[Point annotations for photos]

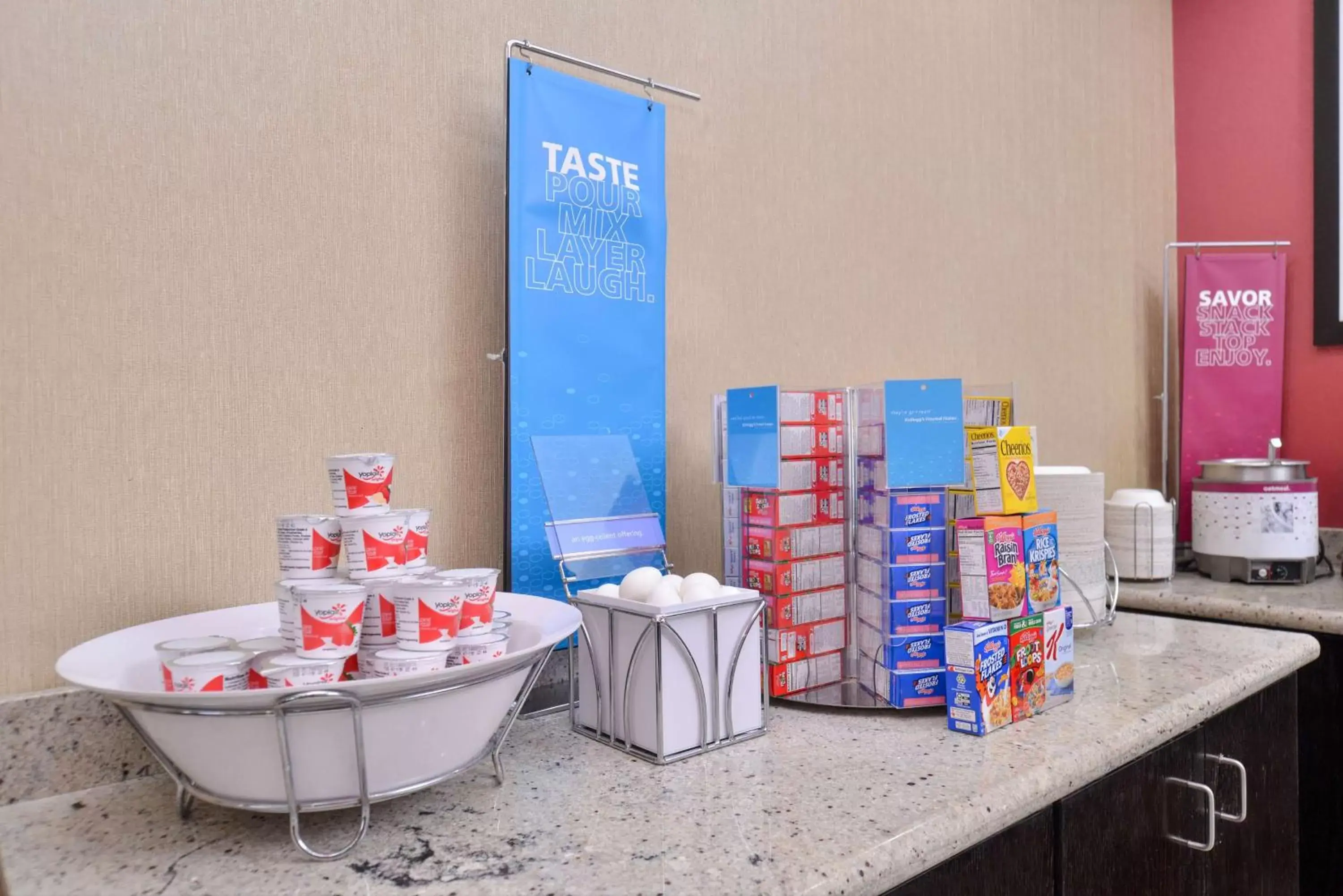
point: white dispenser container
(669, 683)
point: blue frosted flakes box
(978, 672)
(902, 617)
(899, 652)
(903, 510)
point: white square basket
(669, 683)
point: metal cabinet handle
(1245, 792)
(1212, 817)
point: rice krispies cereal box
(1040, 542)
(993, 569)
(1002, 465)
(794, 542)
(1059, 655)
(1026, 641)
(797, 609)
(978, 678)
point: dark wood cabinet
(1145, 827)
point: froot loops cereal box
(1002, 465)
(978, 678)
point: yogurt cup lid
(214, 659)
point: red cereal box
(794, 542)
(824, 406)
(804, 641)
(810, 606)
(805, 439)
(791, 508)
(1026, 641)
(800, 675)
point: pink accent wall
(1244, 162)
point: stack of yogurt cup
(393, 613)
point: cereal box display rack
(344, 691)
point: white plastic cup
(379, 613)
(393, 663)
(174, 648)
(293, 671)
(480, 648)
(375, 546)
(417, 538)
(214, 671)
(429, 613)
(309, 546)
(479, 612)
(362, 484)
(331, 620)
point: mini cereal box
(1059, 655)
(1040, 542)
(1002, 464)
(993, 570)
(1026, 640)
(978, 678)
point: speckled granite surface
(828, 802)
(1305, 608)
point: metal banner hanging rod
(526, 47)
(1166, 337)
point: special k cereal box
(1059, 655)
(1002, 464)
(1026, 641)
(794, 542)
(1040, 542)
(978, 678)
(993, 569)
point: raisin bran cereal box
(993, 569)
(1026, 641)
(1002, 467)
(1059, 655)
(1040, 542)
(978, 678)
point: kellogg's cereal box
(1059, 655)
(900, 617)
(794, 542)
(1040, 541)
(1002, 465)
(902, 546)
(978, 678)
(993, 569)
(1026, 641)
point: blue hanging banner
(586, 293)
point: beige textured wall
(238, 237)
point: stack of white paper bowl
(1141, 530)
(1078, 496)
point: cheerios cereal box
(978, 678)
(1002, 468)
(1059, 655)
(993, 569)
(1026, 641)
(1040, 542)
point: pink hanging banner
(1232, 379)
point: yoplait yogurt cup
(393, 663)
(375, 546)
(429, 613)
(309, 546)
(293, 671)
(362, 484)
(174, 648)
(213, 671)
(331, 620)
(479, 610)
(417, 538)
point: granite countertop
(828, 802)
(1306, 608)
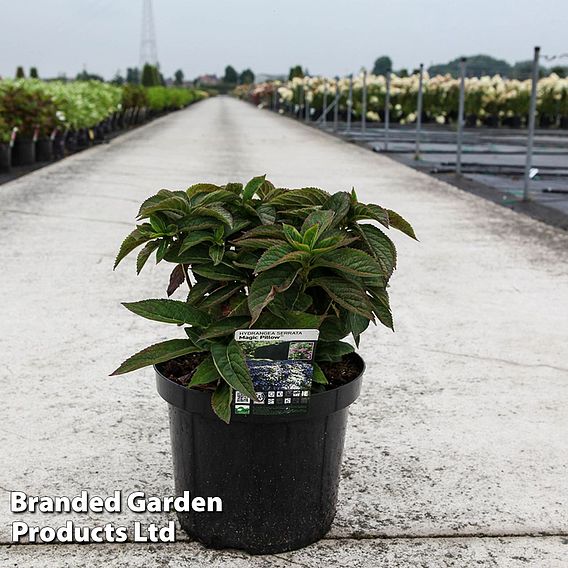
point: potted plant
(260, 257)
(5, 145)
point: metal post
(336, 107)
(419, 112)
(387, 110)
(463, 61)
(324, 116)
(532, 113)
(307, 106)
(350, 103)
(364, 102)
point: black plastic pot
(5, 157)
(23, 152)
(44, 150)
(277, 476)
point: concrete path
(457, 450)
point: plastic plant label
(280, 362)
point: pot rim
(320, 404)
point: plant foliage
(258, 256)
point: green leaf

**What you will do:** Copy all of the entries above word for word, leaving out the pictures.

**Complete answer:**
point: white dispenser container
(669, 683)
point: blue frosted flakes box
(978, 672)
(902, 617)
(899, 652)
(903, 510)
point: white square basket
(669, 683)
point: metal cabinet handle
(1245, 792)
(1212, 817)
point: rice krispies cereal box
(1040, 542)
(993, 569)
(1002, 465)
(794, 542)
(1059, 655)
(1026, 641)
(797, 609)
(978, 678)
point: dark wood cabinet
(1145, 827)
point: froot loops cereal box
(1002, 465)
(978, 678)
point: yogurt cup lid
(214, 659)
point: red cereal box
(794, 542)
(824, 406)
(804, 641)
(810, 606)
(805, 439)
(791, 508)
(1026, 641)
(800, 675)
point: pink accent wall
(1244, 162)
point: stack of yogurt cup
(393, 613)
point: cereal box display rack
(344, 691)
point: white plastic cup
(379, 613)
(393, 663)
(174, 648)
(293, 671)
(480, 648)
(375, 546)
(417, 538)
(214, 671)
(429, 613)
(309, 546)
(479, 612)
(362, 484)
(331, 620)
point: mini cereal box
(1059, 655)
(1040, 542)
(1002, 464)
(993, 570)
(1026, 640)
(978, 678)
point: speckled granite surface
(828, 802)
(1305, 608)
point: metal banner hanging rod
(526, 47)
(1166, 337)
point: special k cereal box
(1059, 655)
(1002, 464)
(1026, 641)
(794, 542)
(1040, 542)
(978, 678)
(993, 569)
point: raisin bran cereal box
(993, 569)
(1026, 641)
(1002, 467)
(1059, 655)
(1040, 542)
(978, 678)
point: kellogg's cereal box
(1059, 655)
(900, 617)
(794, 542)
(1040, 541)
(1002, 465)
(902, 546)
(978, 678)
(993, 569)
(1026, 641)
point: blue hanging banner
(586, 293)
point: beige textured wall
(238, 237)
point: stack of white paper bowl
(1141, 530)
(1078, 496)
point: cheerios cereal box
(978, 678)
(1002, 468)
(1059, 655)
(993, 569)
(1026, 641)
(1040, 542)
point: pink hanging banner
(1232, 379)
point: yoplait yogurt cup
(393, 663)
(375, 546)
(429, 613)
(309, 546)
(293, 671)
(362, 484)
(174, 648)
(213, 671)
(331, 620)
(479, 610)
(417, 538)
point: granite countertop
(828, 802)
(1306, 608)
point: potted plant
(260, 257)
(5, 145)
point: metal post
(336, 107)
(419, 112)
(387, 110)
(463, 61)
(324, 116)
(532, 113)
(307, 106)
(350, 103)
(364, 102)
point: black plastic pot
(5, 157)
(23, 152)
(44, 150)
(277, 476)
point: concrete path
(457, 450)
point: plastic plant label
(280, 362)
point: pot rim
(320, 404)
point: plant foliage
(258, 256)
point: green leaf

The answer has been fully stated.